Exercise:
Present the lines below as a Markdown table with a Row column numbering each row and a Line column holding the line, skipping any blank lines. Leave the pictures out of the table.
== Available data
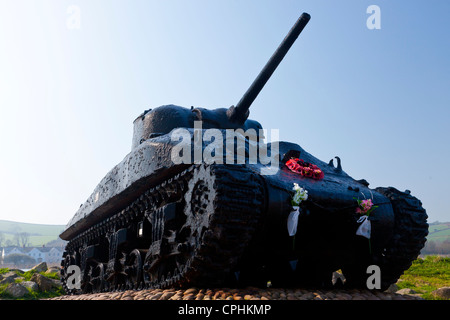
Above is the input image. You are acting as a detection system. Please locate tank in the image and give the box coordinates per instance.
[60,13,428,294]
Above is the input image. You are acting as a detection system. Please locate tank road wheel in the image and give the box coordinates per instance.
[144,165,264,288]
[343,187,428,291]
[125,249,143,289]
[83,261,106,293]
[375,187,428,290]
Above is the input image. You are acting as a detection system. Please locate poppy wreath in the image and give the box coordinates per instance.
[286,158,324,180]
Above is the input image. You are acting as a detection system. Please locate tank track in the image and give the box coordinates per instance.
[61,164,265,294]
[375,187,428,290]
[343,187,428,291]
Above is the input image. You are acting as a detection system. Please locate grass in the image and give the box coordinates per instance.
[397,255,450,300]
[0,268,65,300]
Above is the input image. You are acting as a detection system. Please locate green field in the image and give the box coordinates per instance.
[427,222,450,241]
[0,220,65,247]
[397,255,450,300]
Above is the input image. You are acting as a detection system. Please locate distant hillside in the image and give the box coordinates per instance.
[427,222,450,242]
[0,220,65,247]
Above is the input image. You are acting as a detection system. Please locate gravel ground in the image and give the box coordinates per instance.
[48,287,423,300]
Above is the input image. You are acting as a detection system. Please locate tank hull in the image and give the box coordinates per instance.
[60,129,427,293]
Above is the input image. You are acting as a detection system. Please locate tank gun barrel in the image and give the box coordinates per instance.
[227,12,311,122]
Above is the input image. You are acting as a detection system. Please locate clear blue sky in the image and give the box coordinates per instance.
[0,0,450,224]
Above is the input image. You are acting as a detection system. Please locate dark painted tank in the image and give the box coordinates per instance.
[60,13,428,293]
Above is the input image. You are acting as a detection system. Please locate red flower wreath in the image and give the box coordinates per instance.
[286,158,324,179]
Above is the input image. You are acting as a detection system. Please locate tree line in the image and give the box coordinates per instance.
[420,238,450,254]
[0,231,31,247]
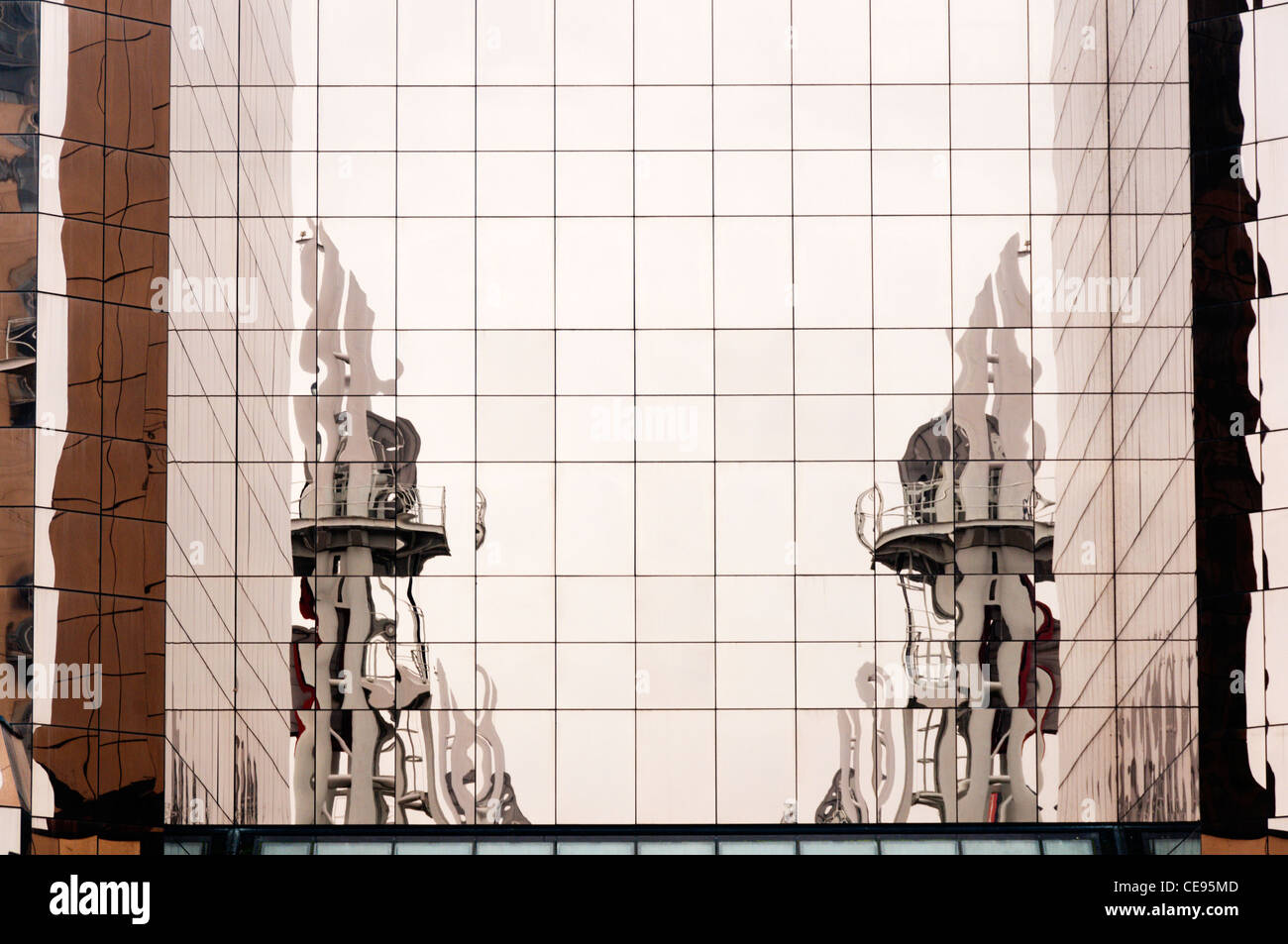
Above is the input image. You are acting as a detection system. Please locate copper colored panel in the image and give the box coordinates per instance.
[49,507,99,589]
[58,141,104,223]
[63,220,103,300]
[52,433,102,515]
[103,227,170,308]
[102,518,164,600]
[31,726,98,814]
[102,151,170,233]
[63,9,107,145]
[99,596,164,734]
[67,299,103,435]
[103,305,167,442]
[103,439,164,522]
[99,0,170,25]
[104,17,170,155]
[0,429,36,506]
====
Full answer:
| Row | Line |
|---|---|
| 1 | Above is the input image. You are acting as a detection system. Please locate tank in the image and give the box coordinates per instance. |
| 2 | [60,13,428,294] |
| 3 | Above is the input image. You are acting as a detection system. Please locate tank road wheel in the image and give the box coordinates per instance. |
| 4 | [144,165,264,288] |
| 5 | [343,187,428,291] |
| 6 | [125,249,143,289] |
| 7 | [83,261,106,293] |
| 8 | [375,187,428,290] |
| 9 | Above is the input image. You are acting as a detection system. Please locate poppy wreath in the image and give the box coordinates per instance. |
| 10 | [286,158,324,180] |
| 11 | Above is the input image. You are acting as a detection system. Please locate tank track in the image and give the box coordinates per instance. |
| 12 | [61,164,265,294] |
| 13 | [375,187,428,290] |
| 14 | [343,187,428,291] |
| 15 | Above is the input image. You are acting as a detection system. Please locate grass in the image and give the box coordinates per instance. |
| 16 | [397,255,450,300] |
| 17 | [0,268,65,300] |
| 18 | Above is the input image. You are acting as a detection system. Please locate green field in the image and give the box coordinates per instance. |
| 19 | [427,222,450,241] |
| 20 | [0,220,65,247] |
| 21 | [397,255,450,300] |
| 22 | Above is the input image. You are acting as a detection system. Please locate distant hillside in the image and give the box coordinates per instance. |
| 23 | [427,222,450,242] |
| 24 | [0,220,65,247] |
| 25 | Above is the input image. You are acting as a detection system. Please locate gravel ground in the image and give the box coordinates per instance. |
| 26 | [48,287,423,300] |
| 27 | Above is the input image. You are acting as a detection system. Please locate tank hull in the image and give the box coordinates per instance. |
| 28 | [60,129,427,293] |
| 29 | Above is the input image. You are acting as a detection system. Please locate tank gun barrel in the image and give the box coordinates per instance. |
| 30 | [227,12,311,122] |
| 31 | Above is the input image. You are acting as a detection system. Please locate clear blue sky in the image and give the box coordinates per instance. |
| 32 | [0,0,450,224] |
| 33 | Above is the input image. You are acting as a detection system. Please locate dark painted tank in the image and give the box coordinates per instance. |
| 34 | [60,13,428,293] |
| 35 | Above is the input image. You are acting as a detection system. Please locate red flower wreath in the image and give the box coordinates per instance. |
| 36 | [286,158,324,179] |
| 37 | Above is the input image. You are acting as a detection system. Please locate tree line in the image and give the box coordinates per instance. |
| 38 | [420,238,450,254] |
| 39 | [0,231,31,247] |
| 40 | Above is the input image. You are acting as a detection system. Please locate copper colored panel in the image and give the box coordinates per instance. |
| 41 | [49,507,99,589] |
| 42 | [58,141,104,223] |
| 43 | [63,220,103,300] |
| 44 | [52,433,102,515] |
| 45 | [103,227,170,308] |
| 46 | [102,518,164,600] |
| 47 | [31,726,98,814] |
| 48 | [102,151,170,233] |
| 49 | [63,9,107,145] |
| 50 | [99,596,164,734] |
| 51 | [67,299,103,435] |
| 52 | [103,305,167,442] |
| 53 | [103,439,164,522] |
| 54 | [99,0,170,25] |
| 55 | [104,17,170,155] |
| 56 | [0,429,36,506] |